Extend the news article below on China's economic policy and China-U.S. relations, starting right after its final sentence.

** BEGIN Given text **

Exclusive interview with former Deputy Representative of the Ministry of Commerce for International Trade Negotiations, Chong Quan: The challenges facing China-U.S. relations are escalating from tariff issues to "systemic competition," and we must be prepared for a "long-term battle."

Everyday Economic News Reporter | Zhang Huaisui
Editor | Dong Xing Sheng

On March 5th, the Fourth Session of the 14th National People’s Congress opened at the Great Hall of the People in Beijing. This year’s “Government Work Report” (hereinafter referred to as the Report) continues to prioritize expanding domestic demand as the primary focus of economic work through 2026.

The report states that adhering to demand-driven growth, coordinating consumption promotion and investment expansion, and exploring new space for domestic demand growth will better leverage China’s super-large market advantage.

** END Given text **
** BEGIN Records **

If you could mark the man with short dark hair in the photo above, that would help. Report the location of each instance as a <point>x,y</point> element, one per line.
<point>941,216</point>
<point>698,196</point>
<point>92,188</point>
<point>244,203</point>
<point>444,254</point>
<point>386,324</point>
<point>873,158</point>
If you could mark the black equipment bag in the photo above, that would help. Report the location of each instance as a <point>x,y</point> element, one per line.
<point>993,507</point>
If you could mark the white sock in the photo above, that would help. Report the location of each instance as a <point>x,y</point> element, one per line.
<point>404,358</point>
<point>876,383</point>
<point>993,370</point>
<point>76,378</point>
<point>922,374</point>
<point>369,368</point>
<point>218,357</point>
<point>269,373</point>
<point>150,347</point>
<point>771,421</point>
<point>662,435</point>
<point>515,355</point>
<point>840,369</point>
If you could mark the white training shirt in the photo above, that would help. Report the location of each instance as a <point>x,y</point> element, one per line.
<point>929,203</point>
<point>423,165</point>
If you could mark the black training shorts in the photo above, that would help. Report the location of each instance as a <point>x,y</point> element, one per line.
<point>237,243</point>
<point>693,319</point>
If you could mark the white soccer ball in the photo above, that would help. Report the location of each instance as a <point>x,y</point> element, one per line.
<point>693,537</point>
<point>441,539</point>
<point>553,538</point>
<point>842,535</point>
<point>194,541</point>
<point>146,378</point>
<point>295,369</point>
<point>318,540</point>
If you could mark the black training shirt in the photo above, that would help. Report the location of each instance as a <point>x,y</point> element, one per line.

** END Records **

**Response:**
Meanwhile, in deploying the main goals and major tasks for the “14th Five-Year Plan” period, the report also emphasizes that, in the face of complex and severe external environments, it is essential to uphold expanding domestic demand as a strategic foundation. It advocates closely combining policies that benefit people’s livelihoods and promote consumption, with investments in goods and people, vigorously boosting consumption, and significantly increasing the resident consumption rate and effective investment.

This means that expanding domestic demand will become the main engine driving economic growth over the next five years.

Under the policy backdrop of “demand-led” growth, what roles will the “three engines” of economic growth—consumption, investment, and exports—play in 2026? How can issues of insufficient confidence in consumption and investment be addressed? What is the trend for foreign trade exports this year? How are the “crisis and opportunity” reflected in various aspects?

Focusing on these questions, during the National Two Sessions, the Daily Economic News (hereinafter referred to as NBD) conducted an exclusive interview with Chong Quan, former member of the Party Leadership Group of the Ministry of Commerce, former Deputy Representative for International Trade Negotiations at the Ministry of Commerce, and former President of the China WTO Research Institute.

Chong Quan has made significant contributions in bilateral and multilateral trade and investment negotiations, WTO dispute resolution, and anti-monopoly efforts, playing a key role in safeguarding national economic interests and promoting fair trade.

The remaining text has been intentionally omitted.